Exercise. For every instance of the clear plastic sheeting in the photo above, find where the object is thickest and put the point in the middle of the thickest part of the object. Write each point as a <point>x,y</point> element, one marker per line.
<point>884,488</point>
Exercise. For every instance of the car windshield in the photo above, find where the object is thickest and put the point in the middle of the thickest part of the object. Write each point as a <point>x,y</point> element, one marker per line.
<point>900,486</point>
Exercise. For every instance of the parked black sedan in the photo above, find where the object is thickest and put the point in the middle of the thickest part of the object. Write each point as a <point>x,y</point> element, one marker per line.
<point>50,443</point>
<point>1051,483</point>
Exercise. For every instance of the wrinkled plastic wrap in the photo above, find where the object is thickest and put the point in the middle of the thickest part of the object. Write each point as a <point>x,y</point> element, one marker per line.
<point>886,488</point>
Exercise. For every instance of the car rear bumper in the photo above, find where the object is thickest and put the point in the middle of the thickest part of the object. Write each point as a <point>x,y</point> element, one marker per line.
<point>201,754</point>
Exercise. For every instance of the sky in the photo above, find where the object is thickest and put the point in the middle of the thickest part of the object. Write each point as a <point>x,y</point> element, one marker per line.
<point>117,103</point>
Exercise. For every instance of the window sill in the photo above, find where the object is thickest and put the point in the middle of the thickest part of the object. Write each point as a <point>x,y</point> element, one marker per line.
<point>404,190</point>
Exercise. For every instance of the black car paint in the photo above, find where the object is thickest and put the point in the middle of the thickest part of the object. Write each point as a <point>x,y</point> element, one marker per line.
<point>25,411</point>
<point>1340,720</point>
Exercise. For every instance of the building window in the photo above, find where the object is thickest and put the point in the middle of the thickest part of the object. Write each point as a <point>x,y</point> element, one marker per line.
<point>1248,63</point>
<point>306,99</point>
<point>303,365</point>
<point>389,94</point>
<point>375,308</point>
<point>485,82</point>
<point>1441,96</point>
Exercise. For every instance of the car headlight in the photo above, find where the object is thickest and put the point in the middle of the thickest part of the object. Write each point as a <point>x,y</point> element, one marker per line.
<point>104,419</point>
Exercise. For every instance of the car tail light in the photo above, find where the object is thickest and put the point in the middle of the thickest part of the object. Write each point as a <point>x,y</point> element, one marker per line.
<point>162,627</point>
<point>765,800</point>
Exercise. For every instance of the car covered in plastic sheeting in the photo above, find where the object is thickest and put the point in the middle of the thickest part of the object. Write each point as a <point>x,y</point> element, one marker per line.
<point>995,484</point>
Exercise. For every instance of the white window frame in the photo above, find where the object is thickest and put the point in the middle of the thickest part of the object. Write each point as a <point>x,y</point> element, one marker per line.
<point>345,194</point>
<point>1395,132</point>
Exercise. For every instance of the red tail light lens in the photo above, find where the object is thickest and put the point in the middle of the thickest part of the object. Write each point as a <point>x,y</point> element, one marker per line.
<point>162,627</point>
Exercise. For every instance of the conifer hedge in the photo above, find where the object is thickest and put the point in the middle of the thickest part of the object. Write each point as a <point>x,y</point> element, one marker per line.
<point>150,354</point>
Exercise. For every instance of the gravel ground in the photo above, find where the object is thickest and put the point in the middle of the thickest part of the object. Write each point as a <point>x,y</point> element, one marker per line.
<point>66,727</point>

__WORK INSTRUCTIONS__.
Everything from the line with "Exercise. For every instance of the conifer" through the end of the listing, both ends included, needs to be transcribed exactly, with no other lines.

__EXERCISE SOLUTION__.
Exercise. For every instance of the conifer hedge in the photo above, find where the object is thickest and put the point in the middle of the thickest part of the object. Write each point as a <point>x,y</point> element, one marker per line.
<point>150,354</point>
Exercise. For every instance of the gravel ground in the photo above, find where the object is thickest and put the point in the middle of the thickest part of the object. Write each point as a <point>x,y</point> element, one marker per line.
<point>66,727</point>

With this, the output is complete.